Edit the entries below so that "woman" becomes "person", keeping every other part of them unchanged.

▼▼▼

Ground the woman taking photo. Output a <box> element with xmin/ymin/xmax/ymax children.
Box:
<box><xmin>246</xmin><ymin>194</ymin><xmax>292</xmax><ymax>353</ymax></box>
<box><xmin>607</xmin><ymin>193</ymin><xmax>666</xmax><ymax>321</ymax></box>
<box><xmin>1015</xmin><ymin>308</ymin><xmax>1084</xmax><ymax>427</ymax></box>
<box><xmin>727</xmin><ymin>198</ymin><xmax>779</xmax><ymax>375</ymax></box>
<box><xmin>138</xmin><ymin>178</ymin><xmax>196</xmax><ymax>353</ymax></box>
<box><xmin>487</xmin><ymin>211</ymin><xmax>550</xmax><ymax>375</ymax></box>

▲▲▲

▸ Solution
Ground the person taking photo. Output a <box> element with xmin/ymin/xmax/ymax children.
Box:
<box><xmin>246</xmin><ymin>194</ymin><xmax>292</xmax><ymax>353</ymax></box>
<box><xmin>607</xmin><ymin>193</ymin><xmax>666</xmax><ymax>321</ymax></box>
<box><xmin>1015</xmin><ymin>308</ymin><xmax>1084</xmax><ymax>427</ymax></box>
<box><xmin>727</xmin><ymin>198</ymin><xmax>779</xmax><ymax>375</ymax></box>
<box><xmin>138</xmin><ymin>178</ymin><xmax>196</xmax><ymax>353</ymax></box>
<box><xmin>487</xmin><ymin>211</ymin><xmax>550</xmax><ymax>375</ymax></box>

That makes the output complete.